Document section section start

CHRISTCHURCH now has the highest population of over 85s in the UK, according to a new report.

Statistics showing that more than five per cent of people living in the borough are over 85 form part of a survey by Age UK using Office of National Statistics figures into an ageing population.

They reveal that in 2016, 18 per cent of the UK population was over the age of 65, with as many as one in three people living in some regions over that age.

“The top ten UK areas with the highest proportion of over 85s are in the south of England,” said the Age UK report, which calls for the maintenance of vital services for older people in these areas in the future.

The report comes just weeks after Dorset County Council’s concern over the effect on services of its growing elderly population was made public.

Figures from Dorset County Council's State of Dorset report for Population and Older People revealed that almost a third (28 per cent) of people in the county are aged over 65.

It noted that this population will grow by 0.9 per cent (approximately 21,000 people) per year, with a fifth of those expected to be aged over 85.

Document section section end
Exercise data section start

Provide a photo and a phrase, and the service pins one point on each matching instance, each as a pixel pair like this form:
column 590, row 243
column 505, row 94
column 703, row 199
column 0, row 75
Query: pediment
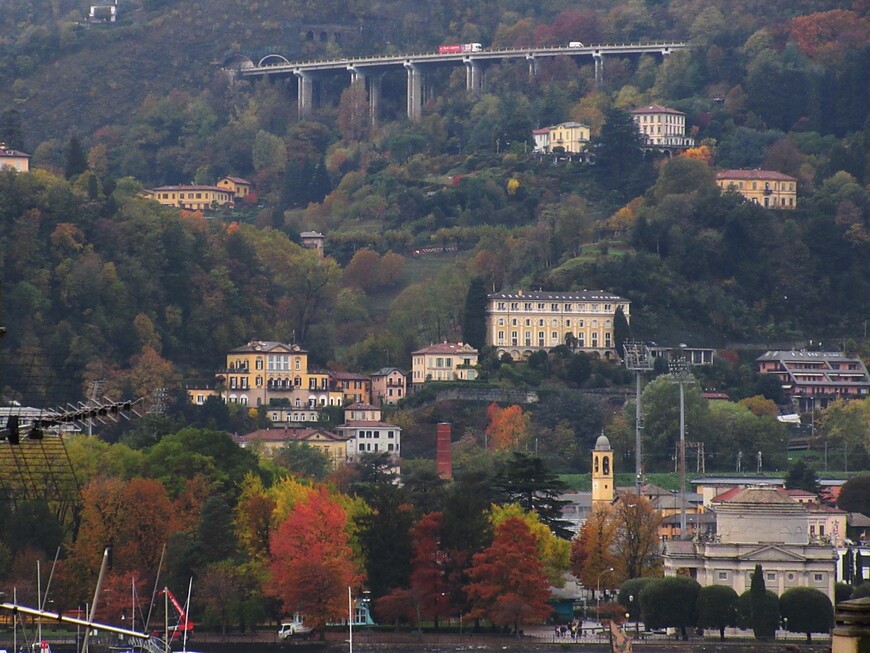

Exercise data section end

## Task instructions:
• 1. In the article on Christchurch's older population, translate this sentence into Spanish: "CHRISTCHURCH now has the highest population of over 85s in the UK, according to a new report."
• 2. From the article on Christchurch's older population, write out the passage that begins at the words "They reveal that" and stops after "was made public.".
• 3. According to the article on Christchurch's older population, what proportion of people in Dorset are aged over 65?

## Solutions to the problems:
• 1. CHRISTCHURCH tiene ahora la mayor población de mayores de 85 años del Reino Unido, según un nuevo informe.

• 2.
They reveal that in 2016, 18 per cent of the UK population was over the age of 65, with as many as one in three people living in some regions over that age.

“The top ten UK areas with the highest proportion of over 85s are in the south of England,” said the Age UK report, which calls for the maintenance of vital services for older people in these areas in the future.

The report comes just weeks after Dorset County Council’s concern over the effect on services of its growing elderly population was made public.

• 3. Almost a third, or 28 percent.